# Task to carry out
Put each line of the material below into a Markdown table with two columns, "Row" for the row number and "Line" for the line itself, leaving out blank lines.

# Provided records
○ ○ ○

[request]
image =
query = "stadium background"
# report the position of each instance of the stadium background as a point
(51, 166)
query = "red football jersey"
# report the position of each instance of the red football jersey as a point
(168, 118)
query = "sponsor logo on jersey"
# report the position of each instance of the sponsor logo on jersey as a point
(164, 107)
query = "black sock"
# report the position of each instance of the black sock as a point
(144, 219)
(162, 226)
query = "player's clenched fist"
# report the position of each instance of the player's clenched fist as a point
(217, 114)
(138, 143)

○ ○ ○

# Solution to the problem
| Row | Line |
|---|---|
| 1 | [request] |
| 2 | image = |
| 3 | query = "stadium background" |
| 4 | # report the position of each instance of the stadium background as a point |
| 5 | (51, 166) |
| 6 | query = "red football jersey" |
| 7 | # report the position of each instance of the red football jersey as a point |
| 8 | (168, 118) |
| 9 | query = "sponsor logo on jersey" |
| 10 | # report the position of each instance of the sponsor logo on jersey as a point |
| 11 | (164, 107) |
| 12 | query = "black sock" |
| 13 | # report the position of each instance of the black sock as a point |
| 14 | (144, 219) |
| 15 | (162, 226) |
| 16 | query = "player's clenched fist" |
| 17 | # report the position of each instance of the player's clenched fist as a point |
| 18 | (217, 114) |
| 19 | (138, 143) |